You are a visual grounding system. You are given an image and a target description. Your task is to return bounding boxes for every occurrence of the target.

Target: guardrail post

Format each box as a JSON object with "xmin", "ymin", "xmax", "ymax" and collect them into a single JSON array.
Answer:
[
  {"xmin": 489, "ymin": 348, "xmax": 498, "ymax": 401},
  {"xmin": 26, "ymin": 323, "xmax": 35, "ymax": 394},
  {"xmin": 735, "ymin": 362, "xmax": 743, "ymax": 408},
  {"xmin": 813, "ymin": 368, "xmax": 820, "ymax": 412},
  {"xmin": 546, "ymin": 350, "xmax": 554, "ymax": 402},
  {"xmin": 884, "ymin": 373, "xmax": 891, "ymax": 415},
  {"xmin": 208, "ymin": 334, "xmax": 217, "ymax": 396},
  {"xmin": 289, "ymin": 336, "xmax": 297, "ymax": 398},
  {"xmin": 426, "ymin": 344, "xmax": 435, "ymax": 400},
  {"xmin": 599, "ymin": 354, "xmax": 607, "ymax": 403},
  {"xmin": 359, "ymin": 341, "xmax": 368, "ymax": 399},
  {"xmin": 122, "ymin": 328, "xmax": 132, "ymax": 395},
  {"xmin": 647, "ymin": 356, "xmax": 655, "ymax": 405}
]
____
TASK DIRECTIONS =>
Copy each entry exactly, leaving every line as it is.

SOLUTION BELOW =>
You are a visual grounding system. You are given an image and a target description. Your task is to return bounding boxes for every occurrence of the target.

Target: guardrail post

Format each box as a JSON object with "xmin", "ymin", "xmax", "ymax" and collect them into a single JSON array.
Answer:
[
  {"xmin": 489, "ymin": 348, "xmax": 498, "ymax": 401},
  {"xmin": 26, "ymin": 323, "xmax": 35, "ymax": 394},
  {"xmin": 735, "ymin": 362, "xmax": 743, "ymax": 408},
  {"xmin": 813, "ymin": 368, "xmax": 820, "ymax": 412},
  {"xmin": 546, "ymin": 350, "xmax": 554, "ymax": 402},
  {"xmin": 884, "ymin": 373, "xmax": 891, "ymax": 415},
  {"xmin": 208, "ymin": 334, "xmax": 217, "ymax": 396},
  {"xmin": 289, "ymin": 336, "xmax": 297, "ymax": 398},
  {"xmin": 426, "ymin": 344, "xmax": 435, "ymax": 400},
  {"xmin": 599, "ymin": 354, "xmax": 607, "ymax": 403},
  {"xmin": 359, "ymin": 341, "xmax": 368, "ymax": 399},
  {"xmin": 122, "ymin": 328, "xmax": 132, "ymax": 395},
  {"xmin": 647, "ymin": 356, "xmax": 655, "ymax": 405}
]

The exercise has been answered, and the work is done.